Texto facilitado:
No es posible vivir al margen de la realidad

OPINIÓN

20 sep 2016 . Actualizado a las 05:00 h.

La realidad puede ser tan incómoda como tozuda. En ocasiones, como sucede con la situación política de España, logra disgustar a prácticamente todo el mundo, pero no por eso deja de ser implacable. La ensoñación puede ser una forma de afrontar las aflicciones, lo malo es que el duro despertar es inevitable, salvo que se caiga en la locura. No acaban de comprenderlo los líderes de los cuatro principales partidos que, unánimemente decepcionados por los resultados de las dos últimas elecciones, parecen comportarse como si hubieran sido muy distintos.

Tras las de diciembre, todos hicieron lo posible para que se convocasen unas nuevas; cuando llegaron, el desconsuelo se repitió, salvo en el caso de Rajoy, que presume que las ganó. Pedro Sánchez ve a sus 85 diputados como suficientes para gobernar. Rivera se sigue creyendo la bisagra que no es. Pablo Iglesias sueña con el gobierno de izquierda (o «progresista» o «de cambio») que entorpeció cuando fue posible. Vanas ilusiones, lo cierto es que el PP solo consiguió el apoyo de un tercio de los votantes y no tiene mayoría en el Congreso ni siquiera con los diputados de la bisagra que pudo ser. La suma de los escaños de PSOE y Unidos Podemos es inferior a la de los de PP y Ciudadanos y solo podría lograr la investidura con los votos favorables de los independentistas catalanes, no todos de izquierdas, que exigirían un referéndum de autodeterminación, y del PNV.

Así las cosas, solo caben dos acuerdos: PP-PSOE-Cs o PSOE-UP-C’s. Ambos serían poco viables con gobiernos monocolores y parecen imposibles con coaliciones de tres partidos. En los dos casos, uno de los implicados debería permitir la investidura sin entrar en el ejecutivo. Un precio elevado para quien se arriesga a ser considerado cómplice de los errores de la gestión sin poder disfrutar de las ventajas del poder. Solo podrían constituirse, con un declarado carácter transitorio, para salir del atolladero, aprobar los presupuestos, combatir la corrupción, establecer puentes con los nacionalistas y sacar adelante las reformas imprescindibles, entre las que, en estas condiciones, no cabría la de la Constitución. Quizá con el compromiso de convocar nuevas elecciones en el plazo de dos años.

El gran obstáculo para la primera opción es Mariano Rajoy. Su responsabilidad en la corrupción del Partido Popular y las instituciones contaminaría cualquier acuerdo. Debió dimitir cuando estalló el caso Bárcenas. Si el PP tuviese una organización democrática, habría sido destituido tras la grave derrota electoral de diciembre de 2015, catastrófica para un partido que tenía mayoría absoluta en el parlamento e inédita en la historia de la democracia iniciada en 1977. Es cierto que la decepción del electorado de izquierda y de parte del de Ciudadanos permitió que aumentase el número de escaños el pasado junio, aunque con un índice de popularidad personal bajísimo y sin que esa subida fuese suficiente para que su partido pudiese formar gobierno sin la aquiescencia del PSOE. No parece aventurado sostener que el PP habría logrado mejor resultado con otro candidato a la presidencia del gobierno.

Registros de anotación de límites

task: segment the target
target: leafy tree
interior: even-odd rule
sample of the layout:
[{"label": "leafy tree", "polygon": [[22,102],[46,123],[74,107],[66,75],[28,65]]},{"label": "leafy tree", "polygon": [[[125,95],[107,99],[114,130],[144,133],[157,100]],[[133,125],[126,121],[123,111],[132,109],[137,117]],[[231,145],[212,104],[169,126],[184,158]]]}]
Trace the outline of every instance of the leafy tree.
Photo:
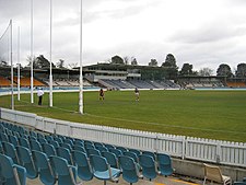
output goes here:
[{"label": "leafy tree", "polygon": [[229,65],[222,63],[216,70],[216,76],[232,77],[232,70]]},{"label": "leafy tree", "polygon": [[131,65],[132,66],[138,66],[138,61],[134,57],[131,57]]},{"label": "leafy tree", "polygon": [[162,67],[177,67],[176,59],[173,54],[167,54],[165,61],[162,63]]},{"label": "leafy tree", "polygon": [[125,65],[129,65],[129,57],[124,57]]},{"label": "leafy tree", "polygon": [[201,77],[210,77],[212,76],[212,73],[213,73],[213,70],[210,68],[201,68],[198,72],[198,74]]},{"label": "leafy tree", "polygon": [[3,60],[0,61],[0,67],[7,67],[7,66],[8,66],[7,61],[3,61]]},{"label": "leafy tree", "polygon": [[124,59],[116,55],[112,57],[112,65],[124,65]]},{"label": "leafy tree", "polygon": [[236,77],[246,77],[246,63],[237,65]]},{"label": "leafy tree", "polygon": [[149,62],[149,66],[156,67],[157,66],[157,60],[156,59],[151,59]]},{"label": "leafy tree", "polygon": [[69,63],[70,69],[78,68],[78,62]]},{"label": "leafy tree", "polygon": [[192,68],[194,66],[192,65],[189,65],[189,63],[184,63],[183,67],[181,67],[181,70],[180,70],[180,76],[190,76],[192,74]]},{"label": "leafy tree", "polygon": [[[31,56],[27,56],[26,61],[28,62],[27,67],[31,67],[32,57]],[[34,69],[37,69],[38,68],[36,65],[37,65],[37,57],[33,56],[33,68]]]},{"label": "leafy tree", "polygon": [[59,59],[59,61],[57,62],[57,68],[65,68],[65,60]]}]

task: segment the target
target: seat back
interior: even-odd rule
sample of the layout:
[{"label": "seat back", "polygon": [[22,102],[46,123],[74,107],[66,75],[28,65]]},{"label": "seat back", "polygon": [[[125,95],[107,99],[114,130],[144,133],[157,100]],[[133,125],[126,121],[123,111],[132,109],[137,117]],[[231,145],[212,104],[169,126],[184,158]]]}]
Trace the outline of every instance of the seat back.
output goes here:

Indicación: Por favor, indica cuántos diputados considera Pedro Sánchez suficientes para gobernar, según el artículo de opinión sobre la situación política de España.

Solución escrita: 85 diputados.